━━━ AVAILABLE DATA

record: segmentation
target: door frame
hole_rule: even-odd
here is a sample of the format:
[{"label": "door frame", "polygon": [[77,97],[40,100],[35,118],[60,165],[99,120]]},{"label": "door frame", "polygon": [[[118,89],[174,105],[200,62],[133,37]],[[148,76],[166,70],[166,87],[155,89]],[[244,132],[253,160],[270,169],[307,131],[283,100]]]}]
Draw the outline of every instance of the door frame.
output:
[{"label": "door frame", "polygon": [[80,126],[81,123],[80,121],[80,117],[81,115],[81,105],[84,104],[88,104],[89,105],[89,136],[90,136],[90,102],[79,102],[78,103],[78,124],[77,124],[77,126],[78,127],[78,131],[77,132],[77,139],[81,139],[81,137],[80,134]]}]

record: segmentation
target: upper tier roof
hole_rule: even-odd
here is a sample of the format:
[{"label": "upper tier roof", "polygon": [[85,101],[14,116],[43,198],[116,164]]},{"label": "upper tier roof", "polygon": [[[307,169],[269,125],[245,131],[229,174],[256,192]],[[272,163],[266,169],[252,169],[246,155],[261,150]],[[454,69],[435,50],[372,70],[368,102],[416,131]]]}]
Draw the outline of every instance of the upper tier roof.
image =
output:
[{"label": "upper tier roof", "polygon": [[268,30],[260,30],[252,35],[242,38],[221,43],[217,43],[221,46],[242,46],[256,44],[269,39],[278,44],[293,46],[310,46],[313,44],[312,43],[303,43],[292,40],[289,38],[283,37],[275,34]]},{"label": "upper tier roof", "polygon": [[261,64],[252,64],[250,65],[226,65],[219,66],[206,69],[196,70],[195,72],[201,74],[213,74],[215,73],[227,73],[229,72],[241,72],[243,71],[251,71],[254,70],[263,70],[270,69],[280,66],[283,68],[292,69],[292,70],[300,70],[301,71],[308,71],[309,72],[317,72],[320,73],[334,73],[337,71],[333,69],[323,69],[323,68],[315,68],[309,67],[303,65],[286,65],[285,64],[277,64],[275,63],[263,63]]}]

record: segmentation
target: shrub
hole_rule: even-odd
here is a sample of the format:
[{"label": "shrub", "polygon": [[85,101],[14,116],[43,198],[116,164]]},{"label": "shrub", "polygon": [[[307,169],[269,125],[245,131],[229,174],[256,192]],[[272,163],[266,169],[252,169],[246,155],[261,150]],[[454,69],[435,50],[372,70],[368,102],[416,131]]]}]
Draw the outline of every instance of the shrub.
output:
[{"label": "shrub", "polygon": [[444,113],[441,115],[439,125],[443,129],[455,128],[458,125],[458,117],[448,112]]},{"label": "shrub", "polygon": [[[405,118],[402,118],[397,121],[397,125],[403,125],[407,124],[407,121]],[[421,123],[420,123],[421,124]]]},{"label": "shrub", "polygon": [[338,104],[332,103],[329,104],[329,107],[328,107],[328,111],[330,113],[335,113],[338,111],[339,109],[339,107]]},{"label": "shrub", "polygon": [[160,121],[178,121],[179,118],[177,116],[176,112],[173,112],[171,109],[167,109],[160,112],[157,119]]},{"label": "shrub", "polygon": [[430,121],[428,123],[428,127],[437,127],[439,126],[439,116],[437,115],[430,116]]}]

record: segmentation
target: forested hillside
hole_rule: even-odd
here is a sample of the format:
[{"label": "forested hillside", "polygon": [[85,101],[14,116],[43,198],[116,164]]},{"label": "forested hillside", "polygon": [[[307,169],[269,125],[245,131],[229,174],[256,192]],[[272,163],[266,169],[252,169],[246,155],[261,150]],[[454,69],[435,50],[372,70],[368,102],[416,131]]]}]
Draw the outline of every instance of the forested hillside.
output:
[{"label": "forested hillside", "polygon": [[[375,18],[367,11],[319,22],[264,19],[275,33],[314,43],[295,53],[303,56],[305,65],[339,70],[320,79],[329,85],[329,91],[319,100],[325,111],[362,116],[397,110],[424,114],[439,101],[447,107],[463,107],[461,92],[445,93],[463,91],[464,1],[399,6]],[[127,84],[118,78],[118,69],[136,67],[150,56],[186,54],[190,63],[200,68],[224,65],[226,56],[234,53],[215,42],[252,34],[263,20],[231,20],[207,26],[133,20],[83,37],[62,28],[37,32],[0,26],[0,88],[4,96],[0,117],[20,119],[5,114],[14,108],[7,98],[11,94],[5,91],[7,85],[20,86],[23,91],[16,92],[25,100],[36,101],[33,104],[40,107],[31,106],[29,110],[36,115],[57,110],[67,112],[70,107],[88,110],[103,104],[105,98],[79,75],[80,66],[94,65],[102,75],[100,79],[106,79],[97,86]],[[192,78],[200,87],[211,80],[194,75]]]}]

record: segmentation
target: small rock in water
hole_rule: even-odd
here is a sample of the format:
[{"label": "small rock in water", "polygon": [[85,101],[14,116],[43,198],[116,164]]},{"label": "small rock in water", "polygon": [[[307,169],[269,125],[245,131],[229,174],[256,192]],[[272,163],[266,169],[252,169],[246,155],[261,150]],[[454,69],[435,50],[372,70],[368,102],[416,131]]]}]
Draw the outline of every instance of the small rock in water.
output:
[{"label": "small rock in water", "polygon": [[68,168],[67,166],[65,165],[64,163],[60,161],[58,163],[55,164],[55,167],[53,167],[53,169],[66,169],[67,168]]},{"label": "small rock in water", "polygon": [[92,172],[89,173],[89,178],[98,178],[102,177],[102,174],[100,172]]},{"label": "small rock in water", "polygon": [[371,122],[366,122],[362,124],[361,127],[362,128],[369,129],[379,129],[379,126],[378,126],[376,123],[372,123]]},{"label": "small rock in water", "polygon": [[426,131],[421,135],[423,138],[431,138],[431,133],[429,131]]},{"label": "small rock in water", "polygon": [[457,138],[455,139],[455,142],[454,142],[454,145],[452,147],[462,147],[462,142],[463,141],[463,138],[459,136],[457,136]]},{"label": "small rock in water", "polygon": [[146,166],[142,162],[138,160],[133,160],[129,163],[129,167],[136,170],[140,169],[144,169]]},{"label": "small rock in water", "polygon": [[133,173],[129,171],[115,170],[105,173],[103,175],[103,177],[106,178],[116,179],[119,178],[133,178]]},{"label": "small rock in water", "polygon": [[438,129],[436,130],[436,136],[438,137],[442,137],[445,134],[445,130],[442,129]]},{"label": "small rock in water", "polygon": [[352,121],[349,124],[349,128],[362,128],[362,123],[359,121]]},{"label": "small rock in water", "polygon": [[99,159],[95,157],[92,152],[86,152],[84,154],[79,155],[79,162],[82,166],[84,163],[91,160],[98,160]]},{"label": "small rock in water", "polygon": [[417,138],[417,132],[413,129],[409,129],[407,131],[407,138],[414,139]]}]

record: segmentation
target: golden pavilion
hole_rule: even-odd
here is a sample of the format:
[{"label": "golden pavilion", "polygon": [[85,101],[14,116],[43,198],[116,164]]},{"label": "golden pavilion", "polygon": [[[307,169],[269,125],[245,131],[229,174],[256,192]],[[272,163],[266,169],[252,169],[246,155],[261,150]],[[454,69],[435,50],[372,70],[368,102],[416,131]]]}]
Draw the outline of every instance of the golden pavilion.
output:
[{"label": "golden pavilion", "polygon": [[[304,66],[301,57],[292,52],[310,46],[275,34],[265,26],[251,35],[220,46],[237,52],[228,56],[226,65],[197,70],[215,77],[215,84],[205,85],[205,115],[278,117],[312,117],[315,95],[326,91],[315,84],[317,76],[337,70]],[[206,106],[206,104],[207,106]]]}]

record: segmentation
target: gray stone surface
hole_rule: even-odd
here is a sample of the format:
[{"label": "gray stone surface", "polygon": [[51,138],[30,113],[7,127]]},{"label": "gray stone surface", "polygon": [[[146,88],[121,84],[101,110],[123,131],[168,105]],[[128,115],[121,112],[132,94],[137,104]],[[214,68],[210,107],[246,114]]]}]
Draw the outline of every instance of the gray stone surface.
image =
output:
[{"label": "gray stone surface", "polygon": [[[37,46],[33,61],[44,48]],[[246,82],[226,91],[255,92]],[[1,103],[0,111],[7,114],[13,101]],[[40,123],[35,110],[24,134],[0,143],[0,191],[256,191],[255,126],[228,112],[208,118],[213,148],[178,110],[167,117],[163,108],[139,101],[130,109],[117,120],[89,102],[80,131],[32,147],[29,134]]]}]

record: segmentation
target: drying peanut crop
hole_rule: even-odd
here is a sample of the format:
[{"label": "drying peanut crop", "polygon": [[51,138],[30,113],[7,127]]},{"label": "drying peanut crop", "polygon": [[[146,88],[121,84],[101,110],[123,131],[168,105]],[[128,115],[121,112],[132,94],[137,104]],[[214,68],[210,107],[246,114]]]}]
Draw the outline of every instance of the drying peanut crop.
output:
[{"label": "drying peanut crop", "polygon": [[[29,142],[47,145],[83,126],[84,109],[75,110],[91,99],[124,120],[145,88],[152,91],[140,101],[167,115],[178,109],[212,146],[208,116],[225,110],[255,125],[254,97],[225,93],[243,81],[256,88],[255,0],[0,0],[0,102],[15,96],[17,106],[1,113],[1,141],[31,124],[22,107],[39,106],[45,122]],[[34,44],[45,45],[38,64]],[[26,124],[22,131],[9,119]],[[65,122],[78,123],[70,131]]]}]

━━━━━━

Find each line in the rows above that contains the word "target" and copy those lines out. Letter case must match.

target: door frame
target: upper tier roof
target: shrub
target: forested hillside
target: small rock in water
target: golden pavilion
target: gray stone surface
target: drying peanut crop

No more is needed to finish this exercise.